» **Exercise inputs**:

>>

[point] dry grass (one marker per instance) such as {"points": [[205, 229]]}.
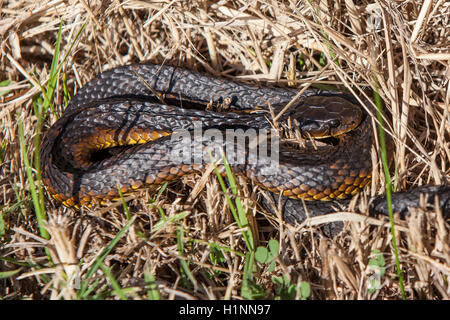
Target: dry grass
{"points": [[402, 45]]}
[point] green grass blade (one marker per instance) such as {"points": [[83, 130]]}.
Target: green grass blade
{"points": [[388, 180], [83, 290]]}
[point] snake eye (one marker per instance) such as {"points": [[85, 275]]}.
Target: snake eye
{"points": [[334, 123]]}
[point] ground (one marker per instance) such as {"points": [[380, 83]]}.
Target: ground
{"points": [[156, 244]]}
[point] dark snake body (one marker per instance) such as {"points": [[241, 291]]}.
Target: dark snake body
{"points": [[139, 106]]}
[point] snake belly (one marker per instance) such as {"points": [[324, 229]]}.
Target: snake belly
{"points": [[117, 133]]}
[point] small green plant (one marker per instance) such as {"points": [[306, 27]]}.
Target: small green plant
{"points": [[288, 291], [378, 265], [265, 255]]}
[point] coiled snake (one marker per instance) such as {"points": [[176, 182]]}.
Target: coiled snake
{"points": [[117, 133]]}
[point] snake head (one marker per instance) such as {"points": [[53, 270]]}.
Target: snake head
{"points": [[326, 116]]}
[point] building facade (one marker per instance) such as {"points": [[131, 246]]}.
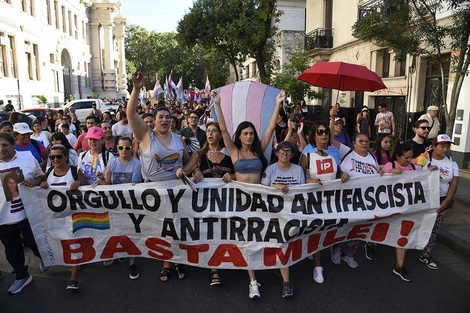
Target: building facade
{"points": [[291, 33], [61, 49], [412, 86]]}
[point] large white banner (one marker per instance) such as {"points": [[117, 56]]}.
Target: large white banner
{"points": [[235, 225]]}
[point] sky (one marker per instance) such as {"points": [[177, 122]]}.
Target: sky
{"points": [[155, 15]]}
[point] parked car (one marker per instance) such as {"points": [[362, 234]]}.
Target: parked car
{"points": [[40, 111], [25, 117], [84, 106]]}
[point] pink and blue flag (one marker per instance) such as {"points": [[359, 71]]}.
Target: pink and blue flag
{"points": [[248, 101], [157, 89]]}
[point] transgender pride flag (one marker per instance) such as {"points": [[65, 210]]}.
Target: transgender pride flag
{"points": [[248, 101]]}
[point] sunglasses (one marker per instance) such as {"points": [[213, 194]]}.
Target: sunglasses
{"points": [[58, 157], [285, 151]]}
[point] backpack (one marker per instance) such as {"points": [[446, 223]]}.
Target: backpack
{"points": [[412, 165], [73, 168]]}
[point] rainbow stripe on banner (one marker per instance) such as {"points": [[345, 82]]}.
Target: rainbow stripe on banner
{"points": [[90, 220], [248, 101]]}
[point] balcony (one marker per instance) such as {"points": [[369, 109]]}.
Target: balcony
{"points": [[320, 38], [376, 6]]}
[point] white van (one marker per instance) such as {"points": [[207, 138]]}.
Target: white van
{"points": [[84, 106]]}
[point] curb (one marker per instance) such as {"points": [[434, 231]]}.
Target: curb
{"points": [[453, 242]]}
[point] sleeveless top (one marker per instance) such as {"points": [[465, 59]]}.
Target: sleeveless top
{"points": [[246, 166], [159, 162], [65, 180], [215, 170]]}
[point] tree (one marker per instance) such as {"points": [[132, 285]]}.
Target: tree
{"points": [[413, 28], [157, 54], [285, 78], [236, 29]]}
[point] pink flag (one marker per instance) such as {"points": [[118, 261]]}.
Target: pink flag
{"points": [[207, 89]]}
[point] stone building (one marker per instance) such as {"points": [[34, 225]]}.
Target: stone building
{"points": [[62, 49]]}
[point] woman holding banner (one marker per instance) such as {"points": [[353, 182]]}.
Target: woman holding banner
{"points": [[15, 229], [401, 161], [212, 161], [320, 162], [438, 158], [356, 162], [246, 152], [162, 153], [60, 173], [124, 170], [282, 175]]}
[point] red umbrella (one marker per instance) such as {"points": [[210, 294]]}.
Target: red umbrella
{"points": [[342, 76]]}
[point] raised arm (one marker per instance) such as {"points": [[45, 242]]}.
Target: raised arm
{"points": [[334, 142], [223, 127], [137, 124], [272, 123]]}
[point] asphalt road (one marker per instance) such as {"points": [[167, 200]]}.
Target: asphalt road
{"points": [[370, 288]]}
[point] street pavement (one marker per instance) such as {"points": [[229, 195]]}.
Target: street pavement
{"points": [[370, 288]]}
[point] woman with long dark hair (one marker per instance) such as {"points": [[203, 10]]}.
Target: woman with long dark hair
{"points": [[247, 154]]}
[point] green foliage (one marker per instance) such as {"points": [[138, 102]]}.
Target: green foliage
{"points": [[286, 78], [157, 54], [413, 28], [42, 99]]}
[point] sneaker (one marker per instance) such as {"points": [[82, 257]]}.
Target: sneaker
{"points": [[133, 272], [108, 263], [402, 273], [429, 262], [287, 290], [318, 274], [335, 256], [370, 251], [19, 284], [73, 285], [43, 267], [351, 262], [254, 290]]}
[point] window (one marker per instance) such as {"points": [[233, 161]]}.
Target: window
{"points": [[64, 22], [35, 59], [385, 63], [48, 8], [83, 31], [23, 5], [75, 22], [29, 59], [12, 54], [30, 7], [3, 61], [69, 15], [56, 11]]}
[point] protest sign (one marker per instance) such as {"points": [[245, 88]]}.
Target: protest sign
{"points": [[234, 225]]}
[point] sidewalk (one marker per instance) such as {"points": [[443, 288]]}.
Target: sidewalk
{"points": [[455, 232]]}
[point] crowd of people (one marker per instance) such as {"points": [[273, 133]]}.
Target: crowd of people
{"points": [[163, 142]]}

<<

» **Exercise objective**: Each entry above should be copied exactly. The pictures should not.

» **Your solution**:
[point] dry grass (one marker per instance) such as {"points": [[205, 229]]}.
Target: dry grass
{"points": [[402, 45]]}
[point] green grass blade (one marker per instance) such as {"points": [[83, 130]]}.
Target: green grass blade
{"points": [[388, 180], [83, 290]]}
[point] snake eye (one marker per instance) such as {"points": [[85, 275]]}.
Target: snake eye
{"points": [[334, 123]]}
[point] ground (one marker per instance) such as {"points": [[380, 83]]}.
Target: ground
{"points": [[156, 244]]}
[point] dark snake body (one marker per instance) such as {"points": [[241, 291]]}.
Target: dark snake body
{"points": [[139, 106]]}
[point] snake belly (one marker per instance) such as {"points": [[324, 229]]}.
Target: snake belly
{"points": [[117, 133]]}
[point] small green plant (one marker per instance) such as {"points": [[306, 27]]}.
Target: small green plant
{"points": [[288, 291], [378, 265], [265, 255]]}
[point] coiled snake (one marker per instance) such as {"points": [[176, 182]]}.
Target: coiled snake
{"points": [[117, 133]]}
[point] snake head (one marker per instance) such as {"points": [[53, 270]]}.
Target: snake head
{"points": [[326, 116]]}
[point] building facade (one marker per instance) such as {"points": [[131, 246]]}.
Target: building facade
{"points": [[291, 33], [61, 49], [412, 86]]}
[point] large white banner (one marker per instance) such as {"points": [[117, 56]]}.
Target: large white banner
{"points": [[235, 225]]}
[point] sky (one marker per instance) such as {"points": [[177, 122]]}.
Target: sky
{"points": [[155, 15]]}
[point] parked car (one marker per instance) such as {"points": [[362, 234]]}.
Target: parked car
{"points": [[40, 111], [25, 117], [84, 106]]}
[point] pink and blue flag (one marker per instance) such as {"points": [[359, 71]]}.
Target: pink and blue flag
{"points": [[248, 101], [157, 89]]}
[point] transgender pride flag (one marker per instance) such as {"points": [[65, 210]]}.
Target: transgender pride flag
{"points": [[248, 101]]}
[point] sunglasses (one marker per instance) such as {"points": [[213, 194]]}.
Target: sunglasses
{"points": [[58, 157], [285, 151]]}
[point] backpack (one marker per instance) such as {"points": [[446, 223]]}.
Target: backpack
{"points": [[412, 165], [73, 168]]}
[point] rainbow stripe on banner (one marker per instance) such as {"points": [[345, 82]]}.
Target: rainbow stripe on banner
{"points": [[90, 220], [248, 101]]}
[point] balcony (one marker per instance) such as {"points": [[369, 109]]}.
Target: balcony
{"points": [[320, 38], [376, 6]]}
[point] white van (one marker per instance) such as {"points": [[207, 138]]}.
Target: white van
{"points": [[84, 106]]}
[point] curb (one marker per instance) such as {"points": [[434, 231]]}.
Target: curb
{"points": [[453, 242]]}
[point] sleeveless top (one marker per instance) such as {"points": [[465, 59]]}.
Target: sleeveless top
{"points": [[246, 166], [159, 162], [65, 180], [215, 170]]}
[point] tree (one marker per instance) such as {"points": [[132, 285]]}.
Target: tree
{"points": [[413, 28], [157, 54], [285, 78], [236, 29]]}
[point] pink flag (one marker per instance) such as {"points": [[118, 261]]}.
Target: pink flag
{"points": [[207, 89]]}
[point] stone building (one marker per instance) such as {"points": [[34, 225]]}.
Target: stone building
{"points": [[62, 49]]}
[point] woman holding banner (one marker per instance) such as {"points": [[353, 182]]}.
Target: woman holding banner
{"points": [[15, 229], [401, 161], [212, 161], [320, 162], [438, 158], [356, 162], [246, 152], [162, 153], [60, 173], [124, 170], [282, 175]]}
[point] red umbrella (one marker per instance) such as {"points": [[210, 294]]}.
Target: red umbrella
{"points": [[342, 76]]}
[point] raised arm (one marker per instance) such as {"points": [[45, 242]]}.
Target: raised arm
{"points": [[334, 142], [223, 127], [137, 124], [272, 123]]}
[point] asphalt road (one marker per instance) such as {"points": [[167, 200]]}.
Target: asphalt road
{"points": [[370, 288]]}
[point] street pavement (one marker per instance) such as {"points": [[229, 195]]}.
Target: street pavement
{"points": [[370, 288]]}
[point] woman with long dark hair (one marker per instance) such as {"points": [[203, 10]]}.
Target: woman with long dark hair
{"points": [[247, 154]]}
[point] green foliage (one marker per instance) such as {"points": [[138, 102]]}.
Target: green foliage
{"points": [[286, 78], [157, 54], [413, 28], [42, 99]]}
[point] sneaker (one marker per instance) such as {"points": [[82, 257]]}.
Target: sneaker
{"points": [[133, 272], [108, 263], [402, 273], [429, 262], [287, 290], [318, 274], [335, 256], [370, 251], [19, 284], [73, 285], [43, 267], [351, 262], [254, 290]]}
[point] window (one marker per instance) such as {"points": [[233, 161]]}.
Target: window
{"points": [[64, 22], [35, 59], [385, 63], [48, 8], [83, 31], [23, 5], [75, 22], [29, 59], [12, 54], [30, 7], [3, 61], [69, 15], [56, 11]]}
[point] protest sign (one marker per instance) such as {"points": [[245, 88]]}.
Target: protest sign
{"points": [[234, 225]]}
[point] sidewalk (one marker per instance) such as {"points": [[443, 288]]}.
Target: sidewalk
{"points": [[455, 232]]}
[point] crowd of people (one marker per instance) such as {"points": [[273, 133]]}.
Target: crowd of people
{"points": [[163, 142]]}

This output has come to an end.